= TASK TO COMPLETE =
From the line that includes "mark the olympic rings logo" to the last line of the records that follow, copy every line exactly and nothing more, omitting pictures.

= EXCERPTED DATA =
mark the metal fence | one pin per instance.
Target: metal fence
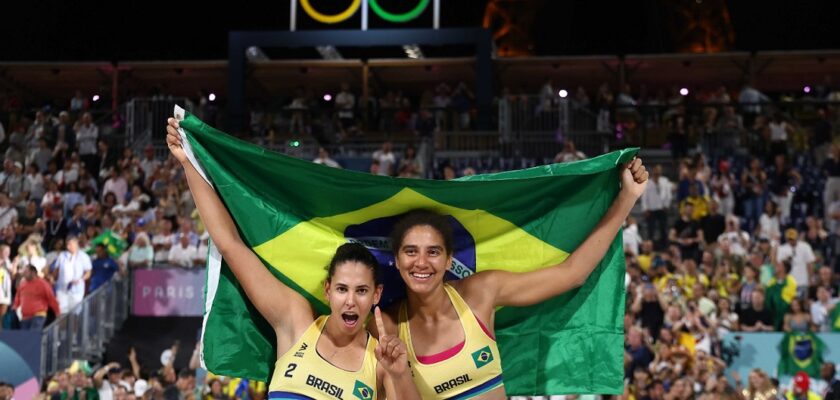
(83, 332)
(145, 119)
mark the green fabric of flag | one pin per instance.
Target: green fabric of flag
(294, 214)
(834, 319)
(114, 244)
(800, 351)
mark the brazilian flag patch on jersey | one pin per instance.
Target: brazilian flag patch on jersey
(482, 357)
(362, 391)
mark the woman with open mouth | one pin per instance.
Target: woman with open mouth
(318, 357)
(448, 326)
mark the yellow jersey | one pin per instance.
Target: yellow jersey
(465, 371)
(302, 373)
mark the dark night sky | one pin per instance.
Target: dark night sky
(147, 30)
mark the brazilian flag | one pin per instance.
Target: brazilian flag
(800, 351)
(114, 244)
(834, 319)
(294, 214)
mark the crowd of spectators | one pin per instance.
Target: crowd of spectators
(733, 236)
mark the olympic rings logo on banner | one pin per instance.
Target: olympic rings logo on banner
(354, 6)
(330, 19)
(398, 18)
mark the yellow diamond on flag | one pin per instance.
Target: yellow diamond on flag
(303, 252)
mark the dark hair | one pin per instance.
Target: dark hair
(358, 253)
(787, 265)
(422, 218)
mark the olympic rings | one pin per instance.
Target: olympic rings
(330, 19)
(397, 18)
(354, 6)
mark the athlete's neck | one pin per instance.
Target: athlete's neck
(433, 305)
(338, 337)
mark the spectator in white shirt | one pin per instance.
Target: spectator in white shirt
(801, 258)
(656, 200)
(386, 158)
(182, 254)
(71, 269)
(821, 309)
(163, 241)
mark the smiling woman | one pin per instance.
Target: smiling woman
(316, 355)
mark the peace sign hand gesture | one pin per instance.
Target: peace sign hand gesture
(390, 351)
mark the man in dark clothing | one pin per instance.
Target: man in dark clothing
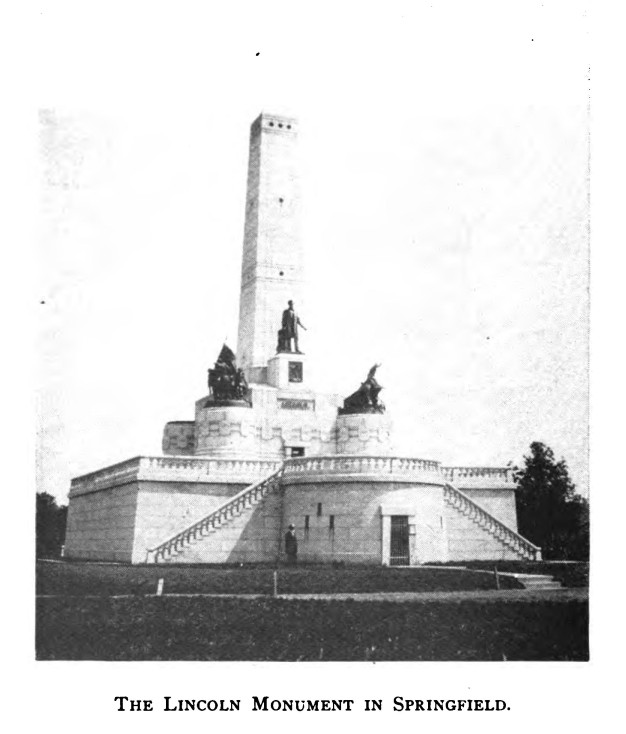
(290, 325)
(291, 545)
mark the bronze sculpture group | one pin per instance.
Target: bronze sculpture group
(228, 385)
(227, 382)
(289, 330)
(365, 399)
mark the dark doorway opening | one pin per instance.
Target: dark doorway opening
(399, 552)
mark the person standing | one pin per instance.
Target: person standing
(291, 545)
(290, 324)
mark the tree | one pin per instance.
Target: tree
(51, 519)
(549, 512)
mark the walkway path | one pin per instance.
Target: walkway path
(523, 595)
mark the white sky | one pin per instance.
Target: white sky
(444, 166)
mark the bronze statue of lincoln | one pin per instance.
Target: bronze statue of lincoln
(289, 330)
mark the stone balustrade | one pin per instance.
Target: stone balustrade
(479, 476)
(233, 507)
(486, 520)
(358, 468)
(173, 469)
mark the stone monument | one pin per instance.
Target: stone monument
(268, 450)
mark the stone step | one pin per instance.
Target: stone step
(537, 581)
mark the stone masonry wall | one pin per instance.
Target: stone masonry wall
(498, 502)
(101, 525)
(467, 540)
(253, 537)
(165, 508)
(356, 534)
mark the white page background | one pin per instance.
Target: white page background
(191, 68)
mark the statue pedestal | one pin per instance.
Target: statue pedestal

= RIGHT ANSWER =
mark the olympic rings logo on banner | one pin per instance.
Target: olympic rings logo on banner
(354, 6)
(330, 19)
(398, 18)
mark the yellow diamond on flag | one pin per instance.
Target: yellow diamond on flag
(303, 252)
mark the dark hair | one pin per instance.
Target: dark hair
(358, 253)
(787, 265)
(422, 218)
mark the olympic rings | one pin per instance.
Target: olympic rings
(330, 19)
(397, 18)
(354, 6)
mark the athlete's neck | one pin per instance.
Target: athlete's neck
(433, 305)
(338, 337)
mark the spectator in white shirt | one pin per instance.
Target: spectator in white shirt
(801, 258)
(656, 200)
(386, 158)
(182, 254)
(71, 269)
(821, 309)
(163, 241)
mark the smiling woman | one pin per instance.
Target: smiling woman
(316, 355)
mark the peace sign hand gesture | one pin per instance.
Target: peace sign hand gesture
(390, 351)
mark the man in dark clothing | one pin per instance.
Target: man in dark clothing
(290, 325)
(291, 545)
mark the bronze sculpture group | one pin per instance.
Target: bronze sculpture group
(228, 385)
(227, 382)
(289, 330)
(365, 399)
mark the dark doorway opening | one pin per instance.
Target: dark doorway opening
(399, 552)
mark the person standing | one pin per instance.
Target: person standing
(291, 545)
(290, 324)
mark the tree | one pin per instance.
Target: tree
(51, 519)
(549, 512)
mark the walkway path | one pin per instance.
Target: walkway path
(523, 595)
mark the white sky | one pin per instance.
Target: white sky
(444, 166)
mark the bronze statue of lincoln | one pin per instance.
Target: bronze statue of lincoln
(289, 330)
mark the stone balustrade | one pin per instance.
Target: stone balustrade
(479, 476)
(233, 507)
(486, 520)
(358, 468)
(173, 469)
mark the stone monument | one pin per instance.
Target: stone monument
(268, 450)
mark the stone step | one pin per instance.
Target: stone step
(537, 581)
mark the stone masonry wall | one pin per instance.
Target: stone masonry wall
(498, 502)
(101, 525)
(467, 540)
(253, 537)
(165, 508)
(356, 534)
mark the white page background | one pin per instance.
Target: white page background
(191, 68)
mark the statue pedestal | one pin per instance.
Target: statue pedestal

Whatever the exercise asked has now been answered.